Count the lines in the rows below that contain the string "vest" and report only that number.

▼

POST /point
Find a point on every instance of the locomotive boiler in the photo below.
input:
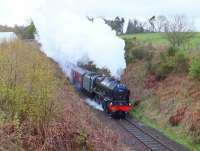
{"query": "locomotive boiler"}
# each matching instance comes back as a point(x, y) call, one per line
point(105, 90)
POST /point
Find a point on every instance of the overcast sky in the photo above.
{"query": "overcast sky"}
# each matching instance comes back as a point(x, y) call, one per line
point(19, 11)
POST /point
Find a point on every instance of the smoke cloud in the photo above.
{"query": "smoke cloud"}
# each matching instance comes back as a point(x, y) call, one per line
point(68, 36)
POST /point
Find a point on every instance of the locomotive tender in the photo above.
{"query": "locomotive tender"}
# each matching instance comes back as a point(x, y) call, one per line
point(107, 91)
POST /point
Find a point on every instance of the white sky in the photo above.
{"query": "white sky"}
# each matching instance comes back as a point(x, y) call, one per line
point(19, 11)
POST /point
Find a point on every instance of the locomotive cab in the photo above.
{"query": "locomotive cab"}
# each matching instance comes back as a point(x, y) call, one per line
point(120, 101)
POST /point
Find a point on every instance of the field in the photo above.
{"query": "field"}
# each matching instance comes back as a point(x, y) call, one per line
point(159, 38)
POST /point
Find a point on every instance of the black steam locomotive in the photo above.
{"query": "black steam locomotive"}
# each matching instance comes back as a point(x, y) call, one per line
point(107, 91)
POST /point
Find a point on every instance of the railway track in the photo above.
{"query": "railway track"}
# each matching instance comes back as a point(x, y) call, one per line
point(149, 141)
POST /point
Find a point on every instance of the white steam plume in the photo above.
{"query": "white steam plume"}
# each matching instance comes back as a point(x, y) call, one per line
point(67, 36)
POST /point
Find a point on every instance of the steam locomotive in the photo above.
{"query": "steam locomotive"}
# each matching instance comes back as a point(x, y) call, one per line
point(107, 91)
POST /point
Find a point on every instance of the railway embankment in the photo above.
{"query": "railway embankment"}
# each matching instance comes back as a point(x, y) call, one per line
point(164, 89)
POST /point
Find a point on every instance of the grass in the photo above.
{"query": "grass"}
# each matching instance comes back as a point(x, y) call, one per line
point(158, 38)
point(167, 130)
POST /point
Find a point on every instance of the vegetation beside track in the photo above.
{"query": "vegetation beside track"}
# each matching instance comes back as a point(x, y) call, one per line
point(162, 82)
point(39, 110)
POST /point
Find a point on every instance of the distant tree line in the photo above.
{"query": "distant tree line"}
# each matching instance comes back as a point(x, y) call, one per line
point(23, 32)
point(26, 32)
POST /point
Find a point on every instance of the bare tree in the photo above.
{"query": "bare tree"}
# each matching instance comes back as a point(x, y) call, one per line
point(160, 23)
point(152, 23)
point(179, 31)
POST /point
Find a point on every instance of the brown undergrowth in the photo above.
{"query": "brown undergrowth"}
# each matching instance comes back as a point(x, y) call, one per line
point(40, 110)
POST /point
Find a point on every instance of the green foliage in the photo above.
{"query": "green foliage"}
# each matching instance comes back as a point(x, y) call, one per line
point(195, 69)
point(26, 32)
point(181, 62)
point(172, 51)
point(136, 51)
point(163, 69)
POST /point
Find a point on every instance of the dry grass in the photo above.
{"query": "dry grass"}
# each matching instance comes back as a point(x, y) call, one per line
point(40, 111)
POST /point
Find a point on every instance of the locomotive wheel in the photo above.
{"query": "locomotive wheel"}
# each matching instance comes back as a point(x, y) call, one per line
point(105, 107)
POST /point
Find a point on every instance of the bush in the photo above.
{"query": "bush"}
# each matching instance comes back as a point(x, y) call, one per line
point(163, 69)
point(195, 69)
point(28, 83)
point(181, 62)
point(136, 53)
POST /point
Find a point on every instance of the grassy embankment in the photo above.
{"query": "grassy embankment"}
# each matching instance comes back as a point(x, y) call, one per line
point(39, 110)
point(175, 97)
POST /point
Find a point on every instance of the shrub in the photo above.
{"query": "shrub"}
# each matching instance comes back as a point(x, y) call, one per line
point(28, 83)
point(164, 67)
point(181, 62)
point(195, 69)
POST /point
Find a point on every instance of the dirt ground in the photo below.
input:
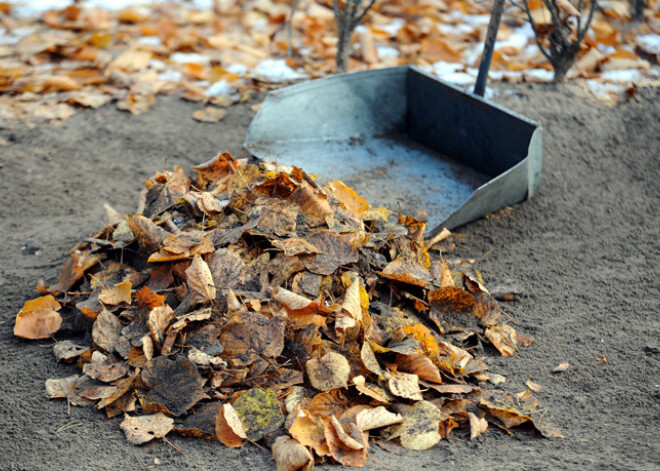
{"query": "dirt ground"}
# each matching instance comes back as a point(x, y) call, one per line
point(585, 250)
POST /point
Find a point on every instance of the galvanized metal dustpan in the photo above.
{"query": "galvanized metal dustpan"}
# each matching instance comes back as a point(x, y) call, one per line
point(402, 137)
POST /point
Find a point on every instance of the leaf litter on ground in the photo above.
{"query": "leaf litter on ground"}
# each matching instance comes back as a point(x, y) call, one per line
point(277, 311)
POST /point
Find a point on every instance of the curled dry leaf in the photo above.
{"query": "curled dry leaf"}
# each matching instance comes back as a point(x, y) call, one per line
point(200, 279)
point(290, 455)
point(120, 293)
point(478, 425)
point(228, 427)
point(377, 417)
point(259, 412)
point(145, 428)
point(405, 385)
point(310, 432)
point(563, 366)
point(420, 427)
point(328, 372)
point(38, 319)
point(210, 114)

▲
▼

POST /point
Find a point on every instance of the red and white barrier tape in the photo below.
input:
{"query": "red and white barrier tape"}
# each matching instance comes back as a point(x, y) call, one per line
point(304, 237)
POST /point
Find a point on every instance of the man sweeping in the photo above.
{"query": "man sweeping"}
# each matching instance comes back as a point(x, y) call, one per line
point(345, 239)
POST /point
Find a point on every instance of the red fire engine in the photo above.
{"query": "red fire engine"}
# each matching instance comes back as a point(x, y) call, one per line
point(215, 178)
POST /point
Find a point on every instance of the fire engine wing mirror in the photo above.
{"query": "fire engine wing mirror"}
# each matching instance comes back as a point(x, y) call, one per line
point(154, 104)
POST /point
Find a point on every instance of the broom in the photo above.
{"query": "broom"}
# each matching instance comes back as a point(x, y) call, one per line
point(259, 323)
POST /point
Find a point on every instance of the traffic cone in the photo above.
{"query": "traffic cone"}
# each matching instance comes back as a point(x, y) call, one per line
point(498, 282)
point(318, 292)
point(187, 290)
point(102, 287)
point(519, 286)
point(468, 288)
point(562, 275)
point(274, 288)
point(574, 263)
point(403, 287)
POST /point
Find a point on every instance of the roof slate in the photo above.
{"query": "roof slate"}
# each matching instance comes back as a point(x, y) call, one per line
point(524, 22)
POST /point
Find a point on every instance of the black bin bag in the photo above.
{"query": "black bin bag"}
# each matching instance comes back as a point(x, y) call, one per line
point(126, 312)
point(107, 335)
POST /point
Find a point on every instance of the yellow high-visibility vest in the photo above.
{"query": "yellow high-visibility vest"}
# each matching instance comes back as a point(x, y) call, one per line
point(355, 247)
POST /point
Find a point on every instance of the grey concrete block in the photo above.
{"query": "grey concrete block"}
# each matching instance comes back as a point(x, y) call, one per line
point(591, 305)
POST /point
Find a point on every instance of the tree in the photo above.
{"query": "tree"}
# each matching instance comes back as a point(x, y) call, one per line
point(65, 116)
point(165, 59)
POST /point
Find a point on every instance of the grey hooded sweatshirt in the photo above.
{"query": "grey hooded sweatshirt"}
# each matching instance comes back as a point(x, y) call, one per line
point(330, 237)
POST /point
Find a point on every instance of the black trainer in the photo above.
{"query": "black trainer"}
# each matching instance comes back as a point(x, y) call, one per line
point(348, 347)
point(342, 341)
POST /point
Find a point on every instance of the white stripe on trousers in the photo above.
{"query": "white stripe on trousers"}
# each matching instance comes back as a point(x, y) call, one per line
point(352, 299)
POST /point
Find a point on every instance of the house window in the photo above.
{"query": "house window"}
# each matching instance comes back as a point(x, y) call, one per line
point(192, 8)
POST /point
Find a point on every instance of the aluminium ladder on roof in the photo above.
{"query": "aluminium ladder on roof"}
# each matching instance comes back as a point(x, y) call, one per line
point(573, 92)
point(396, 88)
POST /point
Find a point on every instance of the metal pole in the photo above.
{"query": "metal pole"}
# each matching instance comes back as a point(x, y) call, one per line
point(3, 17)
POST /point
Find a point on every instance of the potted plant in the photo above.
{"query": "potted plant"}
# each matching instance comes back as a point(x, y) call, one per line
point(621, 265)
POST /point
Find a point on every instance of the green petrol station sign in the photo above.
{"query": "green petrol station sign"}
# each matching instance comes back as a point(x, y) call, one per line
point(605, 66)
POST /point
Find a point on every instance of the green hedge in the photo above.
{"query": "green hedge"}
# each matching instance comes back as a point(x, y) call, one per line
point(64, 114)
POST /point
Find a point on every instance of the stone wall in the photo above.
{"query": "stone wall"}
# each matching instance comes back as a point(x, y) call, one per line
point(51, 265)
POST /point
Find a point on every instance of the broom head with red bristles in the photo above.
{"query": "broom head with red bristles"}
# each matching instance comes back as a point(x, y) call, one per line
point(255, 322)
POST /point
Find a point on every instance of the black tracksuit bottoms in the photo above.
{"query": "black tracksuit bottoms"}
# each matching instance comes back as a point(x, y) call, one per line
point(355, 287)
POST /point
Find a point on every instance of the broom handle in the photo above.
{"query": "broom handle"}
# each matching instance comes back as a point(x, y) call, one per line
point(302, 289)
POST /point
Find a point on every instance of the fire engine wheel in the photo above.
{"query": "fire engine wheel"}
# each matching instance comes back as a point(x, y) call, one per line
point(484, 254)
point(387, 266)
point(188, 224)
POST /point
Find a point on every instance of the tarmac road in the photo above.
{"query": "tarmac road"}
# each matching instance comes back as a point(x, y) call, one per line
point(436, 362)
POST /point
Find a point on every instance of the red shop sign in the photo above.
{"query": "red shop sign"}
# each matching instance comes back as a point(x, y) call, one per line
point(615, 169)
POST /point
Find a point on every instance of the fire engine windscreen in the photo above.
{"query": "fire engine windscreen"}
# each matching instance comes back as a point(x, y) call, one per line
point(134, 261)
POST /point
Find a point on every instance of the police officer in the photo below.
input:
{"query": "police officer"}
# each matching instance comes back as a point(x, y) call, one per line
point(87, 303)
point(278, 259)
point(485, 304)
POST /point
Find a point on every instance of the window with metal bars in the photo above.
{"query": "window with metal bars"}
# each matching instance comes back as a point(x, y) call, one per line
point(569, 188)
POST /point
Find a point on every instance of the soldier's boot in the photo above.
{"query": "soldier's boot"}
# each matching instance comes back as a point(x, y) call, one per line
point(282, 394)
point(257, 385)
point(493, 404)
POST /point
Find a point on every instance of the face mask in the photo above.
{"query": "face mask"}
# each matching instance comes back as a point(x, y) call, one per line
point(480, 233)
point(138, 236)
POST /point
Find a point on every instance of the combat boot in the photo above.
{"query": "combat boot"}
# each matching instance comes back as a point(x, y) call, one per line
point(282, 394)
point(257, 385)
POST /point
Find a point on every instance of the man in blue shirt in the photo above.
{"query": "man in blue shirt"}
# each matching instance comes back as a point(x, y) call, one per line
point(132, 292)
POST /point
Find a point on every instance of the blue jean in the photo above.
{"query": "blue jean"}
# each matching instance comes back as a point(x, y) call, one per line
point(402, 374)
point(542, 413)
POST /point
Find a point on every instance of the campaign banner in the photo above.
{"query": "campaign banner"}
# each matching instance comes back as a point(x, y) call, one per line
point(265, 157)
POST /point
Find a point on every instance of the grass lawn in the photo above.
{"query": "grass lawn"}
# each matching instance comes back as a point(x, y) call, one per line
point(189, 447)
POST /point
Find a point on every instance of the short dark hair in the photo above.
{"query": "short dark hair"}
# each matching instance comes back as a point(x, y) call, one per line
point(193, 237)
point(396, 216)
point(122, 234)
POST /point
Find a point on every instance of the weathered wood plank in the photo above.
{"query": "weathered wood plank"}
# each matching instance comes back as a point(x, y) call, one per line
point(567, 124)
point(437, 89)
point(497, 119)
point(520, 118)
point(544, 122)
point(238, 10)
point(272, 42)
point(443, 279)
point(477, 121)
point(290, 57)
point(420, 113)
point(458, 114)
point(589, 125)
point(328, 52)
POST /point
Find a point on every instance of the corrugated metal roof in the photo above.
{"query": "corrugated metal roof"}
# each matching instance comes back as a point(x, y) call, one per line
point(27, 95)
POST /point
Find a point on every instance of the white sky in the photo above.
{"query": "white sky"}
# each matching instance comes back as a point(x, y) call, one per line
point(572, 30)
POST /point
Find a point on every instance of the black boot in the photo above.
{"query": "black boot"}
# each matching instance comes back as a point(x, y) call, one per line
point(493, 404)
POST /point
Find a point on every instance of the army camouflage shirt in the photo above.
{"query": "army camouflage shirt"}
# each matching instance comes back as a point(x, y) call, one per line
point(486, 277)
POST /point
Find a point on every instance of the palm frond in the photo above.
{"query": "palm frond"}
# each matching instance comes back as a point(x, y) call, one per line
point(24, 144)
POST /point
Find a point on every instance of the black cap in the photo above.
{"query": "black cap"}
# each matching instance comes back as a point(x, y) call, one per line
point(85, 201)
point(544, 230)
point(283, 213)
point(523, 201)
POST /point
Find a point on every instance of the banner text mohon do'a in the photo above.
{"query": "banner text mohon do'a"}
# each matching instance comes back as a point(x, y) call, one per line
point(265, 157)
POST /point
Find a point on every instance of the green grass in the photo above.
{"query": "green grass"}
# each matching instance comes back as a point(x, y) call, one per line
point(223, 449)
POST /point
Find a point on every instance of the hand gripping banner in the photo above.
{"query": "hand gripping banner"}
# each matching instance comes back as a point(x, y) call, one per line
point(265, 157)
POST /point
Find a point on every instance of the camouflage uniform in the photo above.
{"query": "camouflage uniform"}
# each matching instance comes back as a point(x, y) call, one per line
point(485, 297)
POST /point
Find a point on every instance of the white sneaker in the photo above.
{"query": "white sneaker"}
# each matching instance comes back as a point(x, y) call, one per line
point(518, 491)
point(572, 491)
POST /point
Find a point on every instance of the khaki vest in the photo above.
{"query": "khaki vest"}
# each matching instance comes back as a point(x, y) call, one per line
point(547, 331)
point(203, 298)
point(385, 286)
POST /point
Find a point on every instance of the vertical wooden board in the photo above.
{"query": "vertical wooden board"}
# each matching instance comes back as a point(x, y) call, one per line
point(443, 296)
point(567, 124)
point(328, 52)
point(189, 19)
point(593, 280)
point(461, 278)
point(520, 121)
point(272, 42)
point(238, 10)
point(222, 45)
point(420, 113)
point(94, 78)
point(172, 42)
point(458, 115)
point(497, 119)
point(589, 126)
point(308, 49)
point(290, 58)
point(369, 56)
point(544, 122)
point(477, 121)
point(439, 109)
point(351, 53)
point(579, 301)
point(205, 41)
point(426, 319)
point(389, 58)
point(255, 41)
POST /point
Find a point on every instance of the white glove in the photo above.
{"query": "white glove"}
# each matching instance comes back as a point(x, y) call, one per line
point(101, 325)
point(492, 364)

▲

* [The completed task]:
4